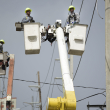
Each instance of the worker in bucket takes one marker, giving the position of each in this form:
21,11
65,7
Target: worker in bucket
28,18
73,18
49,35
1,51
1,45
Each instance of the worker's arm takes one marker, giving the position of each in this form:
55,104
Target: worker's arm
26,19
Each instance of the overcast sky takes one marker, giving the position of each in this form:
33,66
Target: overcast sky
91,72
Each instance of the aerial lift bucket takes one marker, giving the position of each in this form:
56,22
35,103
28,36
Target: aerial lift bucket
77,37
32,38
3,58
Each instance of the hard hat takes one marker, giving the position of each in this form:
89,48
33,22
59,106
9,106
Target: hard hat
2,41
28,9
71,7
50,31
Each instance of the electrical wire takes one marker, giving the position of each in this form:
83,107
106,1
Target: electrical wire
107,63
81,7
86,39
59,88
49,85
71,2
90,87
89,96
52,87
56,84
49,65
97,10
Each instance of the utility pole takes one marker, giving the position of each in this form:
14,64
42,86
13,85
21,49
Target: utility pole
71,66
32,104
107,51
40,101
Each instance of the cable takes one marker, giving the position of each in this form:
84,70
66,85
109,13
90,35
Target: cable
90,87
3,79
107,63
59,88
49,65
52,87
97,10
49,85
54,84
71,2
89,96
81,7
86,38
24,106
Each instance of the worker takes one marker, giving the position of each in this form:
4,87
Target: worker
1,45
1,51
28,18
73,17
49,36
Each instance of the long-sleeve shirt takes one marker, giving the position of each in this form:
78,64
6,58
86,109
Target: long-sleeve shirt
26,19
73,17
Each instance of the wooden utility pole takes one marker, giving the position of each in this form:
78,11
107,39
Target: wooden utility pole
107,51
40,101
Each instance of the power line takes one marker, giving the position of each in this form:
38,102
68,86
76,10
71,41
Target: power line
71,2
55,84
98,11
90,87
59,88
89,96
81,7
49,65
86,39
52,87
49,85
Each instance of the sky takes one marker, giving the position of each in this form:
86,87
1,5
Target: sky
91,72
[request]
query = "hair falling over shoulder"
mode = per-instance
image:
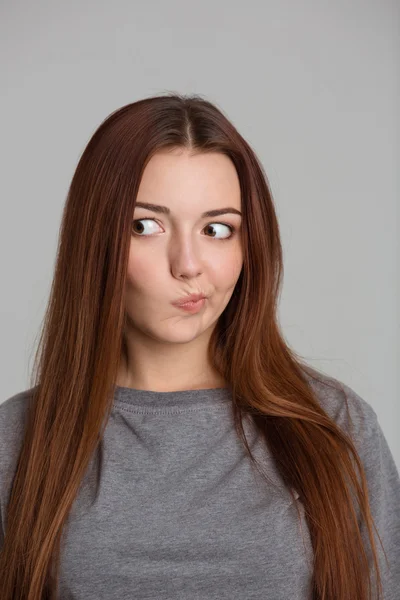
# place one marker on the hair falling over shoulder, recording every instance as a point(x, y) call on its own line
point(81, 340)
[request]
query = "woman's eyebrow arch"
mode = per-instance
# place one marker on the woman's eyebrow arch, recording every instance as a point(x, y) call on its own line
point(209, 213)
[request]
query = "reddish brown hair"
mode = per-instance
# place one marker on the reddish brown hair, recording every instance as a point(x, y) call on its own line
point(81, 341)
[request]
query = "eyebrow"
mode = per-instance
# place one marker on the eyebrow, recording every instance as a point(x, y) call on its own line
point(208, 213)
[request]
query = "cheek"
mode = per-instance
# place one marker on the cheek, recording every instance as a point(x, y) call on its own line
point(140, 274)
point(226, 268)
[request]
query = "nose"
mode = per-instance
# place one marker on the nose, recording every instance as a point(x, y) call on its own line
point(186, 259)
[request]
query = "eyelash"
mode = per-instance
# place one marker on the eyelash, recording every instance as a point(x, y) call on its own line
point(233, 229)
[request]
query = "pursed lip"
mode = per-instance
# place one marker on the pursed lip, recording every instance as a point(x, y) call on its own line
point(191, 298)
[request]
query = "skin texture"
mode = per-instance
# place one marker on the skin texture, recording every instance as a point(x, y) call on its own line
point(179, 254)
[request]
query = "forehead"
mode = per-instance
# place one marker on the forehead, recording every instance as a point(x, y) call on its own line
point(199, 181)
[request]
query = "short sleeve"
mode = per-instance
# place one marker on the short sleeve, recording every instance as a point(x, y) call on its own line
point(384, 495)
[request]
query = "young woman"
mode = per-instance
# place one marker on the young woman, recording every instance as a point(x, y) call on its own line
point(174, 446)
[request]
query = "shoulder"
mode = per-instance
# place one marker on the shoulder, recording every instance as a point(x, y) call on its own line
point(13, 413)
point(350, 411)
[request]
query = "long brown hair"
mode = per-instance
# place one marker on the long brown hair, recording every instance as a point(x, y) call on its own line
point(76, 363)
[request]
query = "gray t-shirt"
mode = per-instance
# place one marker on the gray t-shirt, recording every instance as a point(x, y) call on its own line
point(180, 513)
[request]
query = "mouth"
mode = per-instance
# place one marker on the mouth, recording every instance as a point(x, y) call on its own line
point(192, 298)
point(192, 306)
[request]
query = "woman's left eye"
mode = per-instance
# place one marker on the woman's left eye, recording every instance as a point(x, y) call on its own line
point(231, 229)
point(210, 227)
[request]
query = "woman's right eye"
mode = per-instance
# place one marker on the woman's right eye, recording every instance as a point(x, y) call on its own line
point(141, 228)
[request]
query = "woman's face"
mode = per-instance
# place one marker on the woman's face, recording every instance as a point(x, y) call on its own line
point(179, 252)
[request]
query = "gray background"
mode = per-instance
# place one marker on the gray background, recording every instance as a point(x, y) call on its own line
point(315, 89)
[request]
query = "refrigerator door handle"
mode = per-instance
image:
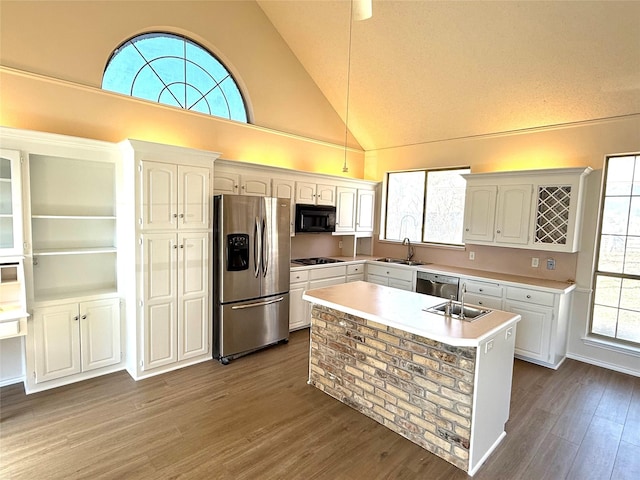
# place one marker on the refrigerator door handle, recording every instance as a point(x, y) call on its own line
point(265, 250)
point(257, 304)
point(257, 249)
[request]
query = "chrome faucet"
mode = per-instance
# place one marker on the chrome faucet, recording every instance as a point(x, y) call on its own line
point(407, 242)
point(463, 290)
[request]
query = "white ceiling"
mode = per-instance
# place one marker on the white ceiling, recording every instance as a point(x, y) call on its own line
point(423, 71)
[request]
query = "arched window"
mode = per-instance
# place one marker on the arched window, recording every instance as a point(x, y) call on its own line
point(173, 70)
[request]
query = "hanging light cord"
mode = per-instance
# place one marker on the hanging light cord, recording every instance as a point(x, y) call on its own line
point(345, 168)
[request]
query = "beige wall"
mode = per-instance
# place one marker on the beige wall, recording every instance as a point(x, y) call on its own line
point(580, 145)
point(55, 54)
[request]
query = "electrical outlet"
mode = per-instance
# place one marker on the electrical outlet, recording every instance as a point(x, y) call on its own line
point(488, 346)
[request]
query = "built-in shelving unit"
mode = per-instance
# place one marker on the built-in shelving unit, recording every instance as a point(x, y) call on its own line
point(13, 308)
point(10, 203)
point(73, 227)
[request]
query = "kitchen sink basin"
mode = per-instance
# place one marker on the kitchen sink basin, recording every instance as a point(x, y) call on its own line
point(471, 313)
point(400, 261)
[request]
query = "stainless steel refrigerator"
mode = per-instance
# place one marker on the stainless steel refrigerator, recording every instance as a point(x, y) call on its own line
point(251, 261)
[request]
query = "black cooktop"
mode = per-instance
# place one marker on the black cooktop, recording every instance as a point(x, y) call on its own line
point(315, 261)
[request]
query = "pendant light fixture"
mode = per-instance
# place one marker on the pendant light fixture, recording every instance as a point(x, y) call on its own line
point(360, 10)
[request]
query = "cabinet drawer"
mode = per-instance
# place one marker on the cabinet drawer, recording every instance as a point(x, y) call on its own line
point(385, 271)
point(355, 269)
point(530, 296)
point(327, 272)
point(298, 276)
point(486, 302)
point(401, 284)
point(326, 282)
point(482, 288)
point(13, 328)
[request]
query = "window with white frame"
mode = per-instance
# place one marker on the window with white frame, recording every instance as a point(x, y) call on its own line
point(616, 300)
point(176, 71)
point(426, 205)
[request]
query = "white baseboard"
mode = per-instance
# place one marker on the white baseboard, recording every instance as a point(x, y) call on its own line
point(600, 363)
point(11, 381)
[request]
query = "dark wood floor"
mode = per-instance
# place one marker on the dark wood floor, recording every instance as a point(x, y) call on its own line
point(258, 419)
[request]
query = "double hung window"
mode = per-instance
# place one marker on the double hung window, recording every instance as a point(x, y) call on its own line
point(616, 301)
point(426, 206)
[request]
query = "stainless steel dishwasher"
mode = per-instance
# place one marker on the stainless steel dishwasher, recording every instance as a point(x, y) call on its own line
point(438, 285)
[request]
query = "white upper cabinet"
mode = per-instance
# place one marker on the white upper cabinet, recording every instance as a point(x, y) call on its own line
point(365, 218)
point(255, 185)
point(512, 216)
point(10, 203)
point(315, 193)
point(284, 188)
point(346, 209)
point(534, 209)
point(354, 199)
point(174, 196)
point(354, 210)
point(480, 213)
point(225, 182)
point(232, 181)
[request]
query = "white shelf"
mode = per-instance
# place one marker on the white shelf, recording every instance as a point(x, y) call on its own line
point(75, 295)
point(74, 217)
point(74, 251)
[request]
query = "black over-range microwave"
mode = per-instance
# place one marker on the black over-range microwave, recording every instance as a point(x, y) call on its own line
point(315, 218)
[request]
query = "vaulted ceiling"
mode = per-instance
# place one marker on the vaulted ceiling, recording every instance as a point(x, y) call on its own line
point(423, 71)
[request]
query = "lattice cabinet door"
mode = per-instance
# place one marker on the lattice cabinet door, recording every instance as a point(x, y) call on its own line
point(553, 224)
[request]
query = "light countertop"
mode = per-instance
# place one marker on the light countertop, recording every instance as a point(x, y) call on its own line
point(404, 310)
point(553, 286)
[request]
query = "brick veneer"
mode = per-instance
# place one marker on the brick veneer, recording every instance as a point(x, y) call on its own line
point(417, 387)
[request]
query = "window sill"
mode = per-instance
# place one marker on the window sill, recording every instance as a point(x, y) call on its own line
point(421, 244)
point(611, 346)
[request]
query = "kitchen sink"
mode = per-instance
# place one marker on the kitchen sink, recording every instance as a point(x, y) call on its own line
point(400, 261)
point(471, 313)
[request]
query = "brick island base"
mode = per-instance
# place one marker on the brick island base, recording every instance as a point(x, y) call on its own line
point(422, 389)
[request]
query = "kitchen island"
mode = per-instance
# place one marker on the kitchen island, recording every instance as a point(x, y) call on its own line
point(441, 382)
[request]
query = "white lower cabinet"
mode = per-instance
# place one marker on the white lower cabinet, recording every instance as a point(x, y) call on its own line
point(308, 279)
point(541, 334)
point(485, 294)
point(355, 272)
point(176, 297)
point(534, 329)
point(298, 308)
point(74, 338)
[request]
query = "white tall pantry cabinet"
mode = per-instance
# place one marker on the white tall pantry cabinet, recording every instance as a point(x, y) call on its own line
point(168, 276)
—————
Exercise description ->
Output the line holding "# place one marker on the white shelf, recording", then every later line through the end of the records above, exactly as given and nothing else.

Solution for this exercise ->
# place one marker on the white shelf, recording every instance as a point(x, y) call on its own line
point(75, 295)
point(74, 217)
point(74, 251)
[request]
query = "black over-range microwave"
mode = per-instance
# place one marker on the black over-range microwave, recording every instance as a point(x, y) call on its own line
point(315, 218)
[request]
query = "vaulted ceiling"
mode = per-instance
# place one marker on the vaulted ceiling, recording every instance as a point(x, y) call on its own line
point(423, 71)
[request]
query = "lattice cabinet door"
mode = per-instance
# place one marker on the lattice cabinet door, recording every instance as a point(x, y) call on its own line
point(553, 224)
[request]
query = "light countertop"
mode = per-instance
# place one marker on the light countertop, recording every instance as a point(x, y) call on its own line
point(404, 310)
point(553, 286)
[request]
query = "brick veneer"
mode = per-instance
# place one marker on the brick veneer, recording every instance as a point(x, y) call on its own line
point(417, 387)
[request]
query = "window sill"
mode = per-instance
# place one marker on the window sill, recording every instance as a point(x, y) call on its own line
point(421, 244)
point(611, 346)
[request]
query = "kitchen sink"
mode = per-instance
# place one marker on the kitchen sink, recording every instance as a point(x, y) call on its own line
point(400, 261)
point(471, 313)
[request]
query = "brick island base"
mode = per-instance
# place one marker on the brick island base, recording every instance as a point(x, y) call on its own line
point(422, 389)
[request]
query = "kitchen island"
mode = per-instance
# place one marker on the kitchen island, recording every instance as a point(x, y) call on its own line
point(441, 382)
[request]
query = "white lower cabinet"
mode = per-instance
# place one marker on the white lower cabinet, recording every instance as a point(x, y) call on its own line
point(308, 279)
point(541, 334)
point(485, 294)
point(355, 272)
point(176, 297)
point(534, 329)
point(298, 308)
point(74, 338)
[request]
query = "white tall pantry cabinet"
mode = per-instance
# place one marker on the white tall pantry cabinet, recording every instance as a point(x, y) call on its own line
point(168, 276)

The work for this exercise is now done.